DOCUMENT EXTRACT
※
One of the downsides of capitalism is that it puts all of us in competition with each other.  I work hard so that I can get ahead. Ahead of who, you might ask.  Ahead of all of my neighbours so that I can have the biggest house and the newest car and the most exclusive vacations.

 

But Jesus tells us a different story.  Jesus seems to present us with a different economic system than capitalism.

 

The thing about a denarius is that it was a subsistence wage.  You would be able to pay your rent and feed your family for a denarius, but you wouldn’t be able to put any money aside for a rainy day.  It would keep you alive, but no more than that.

 

And those workers who weren’t hired first thing in the morning… their need for subsistence wasn’t any less than the workers who were hired on first thing.  They still needed to pay their rent and feed their families.  And so that is what the landowner gives them – a denarius – a day’s wage.

 

It's almost as if Jesus is presenting us with an alternate economic system to capitalism.  An economic system where needs are met without any need to “earn the right” to be fed and housed and clothed.  An economic system that respects the dignity of people over the need of the wealthy to make more money.

 

And just as he did in the parable we read last week, Jesus begins this one with, “For the kingdom of heaven is like…” Jesus is painting a picture of what God’s world is like.  A world where everyone has enough.  A world that is governed by generosity rather than by greed.  A world where nobody needs to be afraid of scarcity.  A world where the right to subsistence is given rather than earned.  A radically different economic system than the one we are living in.  An economic system where there are no winners and losers, but only winners.  An economic system that is determined by grace.
※
RAW DATA
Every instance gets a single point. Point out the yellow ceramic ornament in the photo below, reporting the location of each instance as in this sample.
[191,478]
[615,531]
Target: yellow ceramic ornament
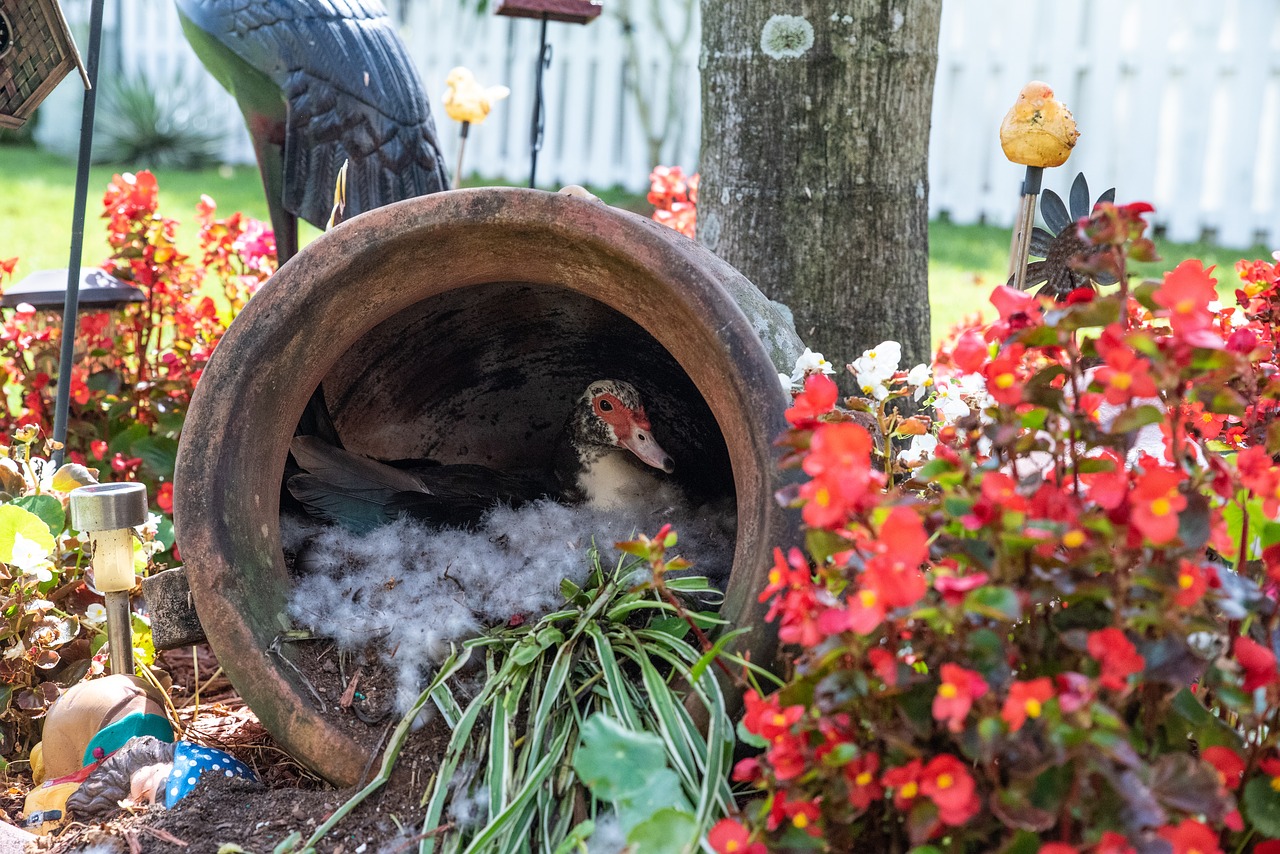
※
WHAT IS EXPECTED
Please repeat word for word the part of the sermon excerpt starting with "It's almost as" and going on through "make more money.". The listing comes from a separate source, not from the sermon excerpt.

RESULT
It's almost as if Jesus is presenting us with an alternate economic system to capitalism.  An economic system where needs are met without any need to “earn the right” to be fed and housed and clothed.  An economic system that respects the dignity of people over the need of the wealthy to make more money.